-- WRITTEN TASK --
Write out the listing in full, matching it word for word.
■ ■ ■ ■
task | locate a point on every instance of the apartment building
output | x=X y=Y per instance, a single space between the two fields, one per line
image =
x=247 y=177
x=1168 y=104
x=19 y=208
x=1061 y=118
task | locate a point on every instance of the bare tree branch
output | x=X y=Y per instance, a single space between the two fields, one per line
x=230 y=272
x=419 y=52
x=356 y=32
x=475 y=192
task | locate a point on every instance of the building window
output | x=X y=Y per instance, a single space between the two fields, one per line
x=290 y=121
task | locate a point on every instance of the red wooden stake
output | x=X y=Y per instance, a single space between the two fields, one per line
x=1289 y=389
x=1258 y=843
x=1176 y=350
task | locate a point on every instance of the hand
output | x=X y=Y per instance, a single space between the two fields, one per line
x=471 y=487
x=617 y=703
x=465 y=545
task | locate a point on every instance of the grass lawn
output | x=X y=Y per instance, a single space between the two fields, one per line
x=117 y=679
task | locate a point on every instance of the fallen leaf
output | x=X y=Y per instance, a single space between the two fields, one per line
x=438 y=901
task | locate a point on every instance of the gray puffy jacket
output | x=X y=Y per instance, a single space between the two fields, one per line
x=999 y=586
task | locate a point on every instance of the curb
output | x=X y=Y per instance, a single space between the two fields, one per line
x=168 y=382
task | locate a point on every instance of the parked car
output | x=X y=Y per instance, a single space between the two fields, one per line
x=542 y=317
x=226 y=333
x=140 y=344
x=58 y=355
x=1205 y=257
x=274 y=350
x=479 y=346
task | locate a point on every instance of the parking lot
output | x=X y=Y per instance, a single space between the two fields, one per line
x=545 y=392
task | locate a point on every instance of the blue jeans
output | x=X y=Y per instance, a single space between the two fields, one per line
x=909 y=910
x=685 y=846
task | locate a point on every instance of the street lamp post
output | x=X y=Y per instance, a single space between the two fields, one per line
■ ■ ■ ■
-- EXPECTED ANSWER --
task | locate a point on every instance of the apartment building
output | x=X y=Y per instance, a single space between the two fields, one per line
image =
x=247 y=177
x=1168 y=104
x=19 y=208
x=1061 y=118
task | locate a point on every instance of the bare tree branch
output | x=X y=Y per instance, a single space between the two fields, one per line
x=230 y=272
x=419 y=52
x=356 y=32
x=475 y=192
task | locate a point on every instance of the building window
output | x=X y=Y per instance, a single space between the two fields, one per line
x=290 y=121
task | locate a point on every instance of the red wooden stake
output | x=X y=Y per instance, a single space between the two fields, one per line
x=1289 y=389
x=1258 y=843
x=1176 y=350
task | locate a point on every instance of the hand
output | x=X y=Y per instance, a single space between the two fields, one per line
x=471 y=487
x=617 y=703
x=465 y=545
task | locate a point on every instance of the grass lawn
output | x=X y=Y per instance, a single space between the two fields, one per line
x=117 y=679
task | locate a point on every instance of the fallen leaf
output | x=X y=Y per instance, a single space between the two fields, one per line
x=438 y=901
task | locate a point on every instance of the gray puffy jacket
output | x=X y=Y per instance, a single space between the two fields, one per line
x=999 y=586
task | locate a point on every instance of the curb
output | x=X y=Y per instance, a single space between the two fields, one per line
x=168 y=382
task | locate a point on every instance of the parked car
output | x=X y=Y per instance, a single space between the two fields, one per line
x=542 y=317
x=226 y=333
x=140 y=344
x=58 y=355
x=1205 y=257
x=274 y=350
x=479 y=346
task | locate a point on every instance of the parking lot
output | x=X y=Y per instance, a single space between the two fields, one per line
x=545 y=392
task | locate a point on every instance of the blue jeans
output | x=X y=Y per instance, a single space between the two fields, one per line
x=909 y=910
x=685 y=846
task | locate a point on every instance of the street lamp post
output | x=X y=Y per instance, a single space between the two fields, one per line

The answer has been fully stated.